▶ **Aim of the task**:
Rewrite every one of the records below, changing "snow-laden branch" to "frosted branch" and keeping everything else the same. Omit the pictures from your version.

(Pointing and labeling entries)
* begin *
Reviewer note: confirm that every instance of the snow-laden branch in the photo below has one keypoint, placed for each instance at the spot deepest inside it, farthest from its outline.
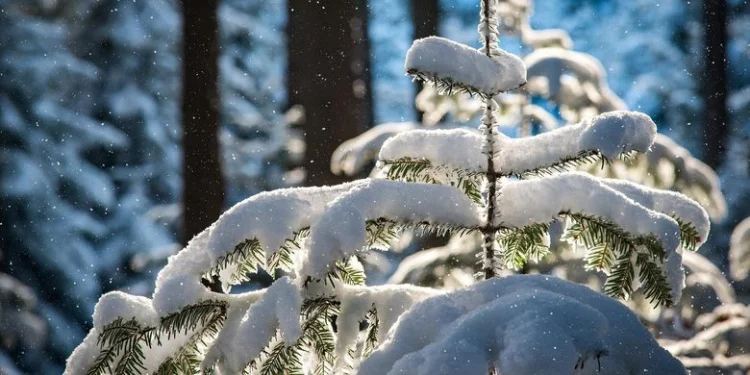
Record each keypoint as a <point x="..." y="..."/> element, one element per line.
<point x="609" y="135"/>
<point x="519" y="206"/>
<point x="342" y="230"/>
<point x="352" y="156"/>
<point x="243" y="341"/>
<point x="388" y="302"/>
<point x="690" y="175"/>
<point x="451" y="65"/>
<point x="271" y="218"/>
<point x="669" y="203"/>
<point x="520" y="325"/>
<point x="548" y="67"/>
* end *
▶ **Final result**:
Reviewer note: confirm that every instance of the frosted branch in the photo below has one keypoint, placed for each instance at the spot deepest inside it, farthest from its outline.
Record each keypoint as a <point x="..." y="..."/> element, one element per line.
<point x="609" y="135"/>
<point x="519" y="206"/>
<point x="342" y="230"/>
<point x="352" y="156"/>
<point x="243" y="341"/>
<point x="388" y="302"/>
<point x="690" y="175"/>
<point x="451" y="65"/>
<point x="271" y="218"/>
<point x="669" y="203"/>
<point x="520" y="325"/>
<point x="548" y="67"/>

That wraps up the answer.